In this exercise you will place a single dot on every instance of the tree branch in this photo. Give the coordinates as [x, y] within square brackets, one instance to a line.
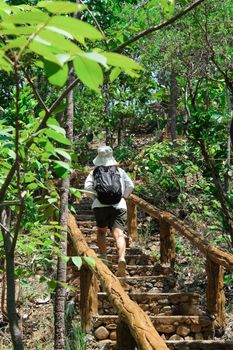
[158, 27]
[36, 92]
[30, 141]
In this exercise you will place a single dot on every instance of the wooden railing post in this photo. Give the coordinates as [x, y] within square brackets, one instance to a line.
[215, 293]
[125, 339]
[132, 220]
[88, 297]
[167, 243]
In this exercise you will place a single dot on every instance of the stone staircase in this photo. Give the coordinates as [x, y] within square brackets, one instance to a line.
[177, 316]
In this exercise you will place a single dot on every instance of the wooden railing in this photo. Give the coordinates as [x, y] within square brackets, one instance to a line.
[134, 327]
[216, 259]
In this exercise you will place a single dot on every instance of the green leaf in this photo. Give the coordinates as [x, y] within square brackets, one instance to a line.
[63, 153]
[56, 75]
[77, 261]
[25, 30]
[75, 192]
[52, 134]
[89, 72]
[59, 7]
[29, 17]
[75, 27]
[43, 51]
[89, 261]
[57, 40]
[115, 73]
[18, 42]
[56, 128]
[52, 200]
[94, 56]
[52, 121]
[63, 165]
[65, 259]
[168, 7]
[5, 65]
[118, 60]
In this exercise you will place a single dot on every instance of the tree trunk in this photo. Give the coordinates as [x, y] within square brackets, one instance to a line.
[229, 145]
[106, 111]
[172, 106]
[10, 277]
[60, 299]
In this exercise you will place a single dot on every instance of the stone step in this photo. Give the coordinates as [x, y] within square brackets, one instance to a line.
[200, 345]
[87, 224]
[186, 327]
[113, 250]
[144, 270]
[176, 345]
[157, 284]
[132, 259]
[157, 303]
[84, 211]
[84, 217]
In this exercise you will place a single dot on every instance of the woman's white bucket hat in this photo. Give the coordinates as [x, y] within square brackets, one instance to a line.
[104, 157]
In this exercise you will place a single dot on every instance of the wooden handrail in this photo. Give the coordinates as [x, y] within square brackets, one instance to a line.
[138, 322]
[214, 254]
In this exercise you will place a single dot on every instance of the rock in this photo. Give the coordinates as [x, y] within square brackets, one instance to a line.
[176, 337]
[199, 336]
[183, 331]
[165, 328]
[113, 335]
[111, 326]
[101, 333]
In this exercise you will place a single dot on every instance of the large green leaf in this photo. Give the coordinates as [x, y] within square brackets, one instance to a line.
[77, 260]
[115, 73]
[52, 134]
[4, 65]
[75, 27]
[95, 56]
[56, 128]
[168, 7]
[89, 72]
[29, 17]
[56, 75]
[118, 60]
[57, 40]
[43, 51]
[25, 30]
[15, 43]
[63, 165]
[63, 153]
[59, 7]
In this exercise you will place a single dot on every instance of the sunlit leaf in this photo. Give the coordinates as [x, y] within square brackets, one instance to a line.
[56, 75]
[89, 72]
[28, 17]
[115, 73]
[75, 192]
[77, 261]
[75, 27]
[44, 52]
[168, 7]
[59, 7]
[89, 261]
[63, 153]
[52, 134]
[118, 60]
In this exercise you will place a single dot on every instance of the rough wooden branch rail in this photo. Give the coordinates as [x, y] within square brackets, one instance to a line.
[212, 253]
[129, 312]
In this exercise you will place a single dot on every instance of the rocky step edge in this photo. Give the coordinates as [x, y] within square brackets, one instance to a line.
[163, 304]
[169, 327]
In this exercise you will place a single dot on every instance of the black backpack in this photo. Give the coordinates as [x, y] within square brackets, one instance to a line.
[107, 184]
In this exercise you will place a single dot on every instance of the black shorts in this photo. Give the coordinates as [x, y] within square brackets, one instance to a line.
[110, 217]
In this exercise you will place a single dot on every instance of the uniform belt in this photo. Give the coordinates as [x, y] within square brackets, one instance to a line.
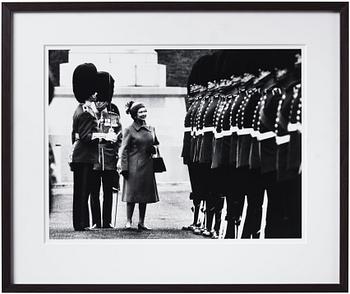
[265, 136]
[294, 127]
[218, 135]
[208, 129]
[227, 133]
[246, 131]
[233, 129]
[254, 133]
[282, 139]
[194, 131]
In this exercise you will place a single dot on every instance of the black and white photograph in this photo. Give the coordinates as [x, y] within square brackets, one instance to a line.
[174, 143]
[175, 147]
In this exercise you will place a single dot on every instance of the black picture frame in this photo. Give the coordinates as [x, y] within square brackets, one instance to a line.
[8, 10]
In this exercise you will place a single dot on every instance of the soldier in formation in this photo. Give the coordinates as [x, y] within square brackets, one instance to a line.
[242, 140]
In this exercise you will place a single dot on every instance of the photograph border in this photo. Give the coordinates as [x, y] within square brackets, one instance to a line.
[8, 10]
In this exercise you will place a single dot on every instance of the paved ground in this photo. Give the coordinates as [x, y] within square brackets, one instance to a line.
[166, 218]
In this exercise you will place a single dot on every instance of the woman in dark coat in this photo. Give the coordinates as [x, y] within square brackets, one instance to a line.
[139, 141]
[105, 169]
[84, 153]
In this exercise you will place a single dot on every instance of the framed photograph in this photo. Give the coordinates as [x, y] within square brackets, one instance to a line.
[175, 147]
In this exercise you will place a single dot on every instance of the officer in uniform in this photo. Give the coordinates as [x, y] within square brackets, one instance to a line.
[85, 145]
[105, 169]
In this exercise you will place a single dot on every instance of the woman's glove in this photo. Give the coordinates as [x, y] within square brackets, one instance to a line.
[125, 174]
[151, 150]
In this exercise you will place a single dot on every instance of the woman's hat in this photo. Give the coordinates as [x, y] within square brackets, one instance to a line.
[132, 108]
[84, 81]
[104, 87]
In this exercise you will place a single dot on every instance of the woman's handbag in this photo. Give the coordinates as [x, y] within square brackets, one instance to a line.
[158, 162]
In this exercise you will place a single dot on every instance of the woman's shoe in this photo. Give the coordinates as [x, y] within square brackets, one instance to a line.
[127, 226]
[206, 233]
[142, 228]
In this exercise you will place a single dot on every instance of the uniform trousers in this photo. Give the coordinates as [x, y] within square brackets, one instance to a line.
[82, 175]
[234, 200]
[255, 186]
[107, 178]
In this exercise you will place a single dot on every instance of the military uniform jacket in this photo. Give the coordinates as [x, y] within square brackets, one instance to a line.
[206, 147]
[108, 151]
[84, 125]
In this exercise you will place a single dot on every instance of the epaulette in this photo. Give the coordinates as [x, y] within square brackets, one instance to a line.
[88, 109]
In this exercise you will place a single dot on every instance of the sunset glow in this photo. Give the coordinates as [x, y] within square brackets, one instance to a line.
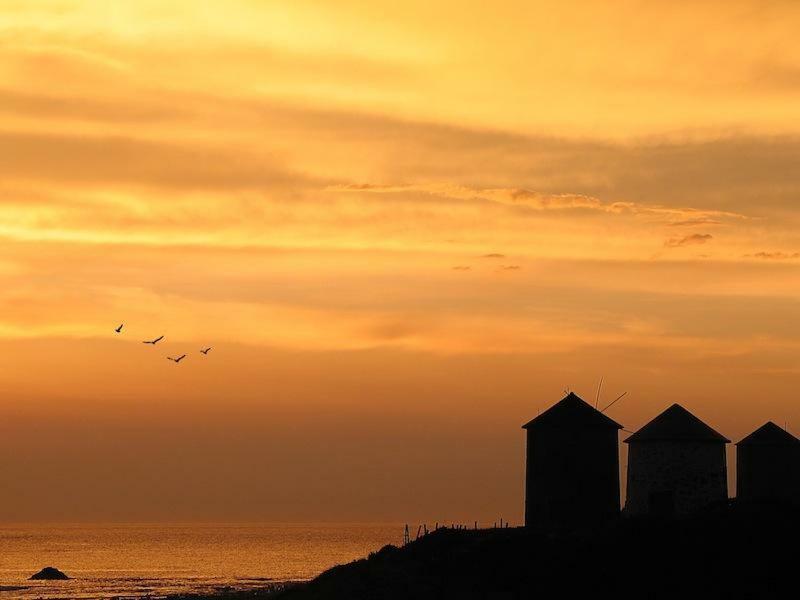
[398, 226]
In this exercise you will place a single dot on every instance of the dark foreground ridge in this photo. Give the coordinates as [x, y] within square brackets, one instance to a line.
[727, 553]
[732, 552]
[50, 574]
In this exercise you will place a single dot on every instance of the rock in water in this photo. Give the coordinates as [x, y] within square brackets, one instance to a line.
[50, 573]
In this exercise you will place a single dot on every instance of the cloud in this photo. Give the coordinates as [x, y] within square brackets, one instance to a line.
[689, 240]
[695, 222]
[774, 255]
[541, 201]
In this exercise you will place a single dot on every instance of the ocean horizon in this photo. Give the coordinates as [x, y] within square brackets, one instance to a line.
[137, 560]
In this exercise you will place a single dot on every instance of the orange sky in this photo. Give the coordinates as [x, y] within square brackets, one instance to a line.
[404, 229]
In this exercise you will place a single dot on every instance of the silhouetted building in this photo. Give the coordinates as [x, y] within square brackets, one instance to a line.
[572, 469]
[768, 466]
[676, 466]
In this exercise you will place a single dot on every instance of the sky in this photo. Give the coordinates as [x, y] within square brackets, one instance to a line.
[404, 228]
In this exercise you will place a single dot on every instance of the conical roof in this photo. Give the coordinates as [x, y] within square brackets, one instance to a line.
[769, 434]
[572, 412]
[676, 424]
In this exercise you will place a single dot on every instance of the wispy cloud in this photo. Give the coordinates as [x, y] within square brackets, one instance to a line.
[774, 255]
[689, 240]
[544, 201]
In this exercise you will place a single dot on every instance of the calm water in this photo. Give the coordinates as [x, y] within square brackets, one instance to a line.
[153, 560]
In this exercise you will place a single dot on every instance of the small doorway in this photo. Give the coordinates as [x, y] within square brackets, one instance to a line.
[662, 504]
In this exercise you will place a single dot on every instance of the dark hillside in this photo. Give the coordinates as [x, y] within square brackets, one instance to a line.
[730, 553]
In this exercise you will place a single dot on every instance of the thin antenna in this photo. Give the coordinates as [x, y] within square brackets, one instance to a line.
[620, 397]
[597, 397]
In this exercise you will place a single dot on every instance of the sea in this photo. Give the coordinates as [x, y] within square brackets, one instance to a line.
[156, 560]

•••••

Nothing should appear in the answer except the lines from the one with "of the calm" through the final line of the records, written exactly.

Response to the exercise -
In this exercise you will place a single dot on every instance of the calm water in this photo. Give the coordinates as [x, y] within square brackets, one instance to a line.
[153, 560]
In this exercise you will place a single dot on every instance of the small doorway in this photo. Give the coordinates as [x, y] within square brackets, one instance to a line.
[662, 504]
In this exercise you will place a single dot on every instance of the dark hillside in this photo. Give the coordinates as [x, y] within square brackets, one instance to a line.
[730, 553]
In this exercise you will place a single dot on every instance of the thin antenna in this photo. Give the coordinates as [x, y] within square brackets, one instance to a line.
[620, 397]
[597, 397]
In this exercise you will place a single dot on every instance of the sea in this photo. Give the coordinates as [x, y] within square brackets, one instance to a line.
[156, 560]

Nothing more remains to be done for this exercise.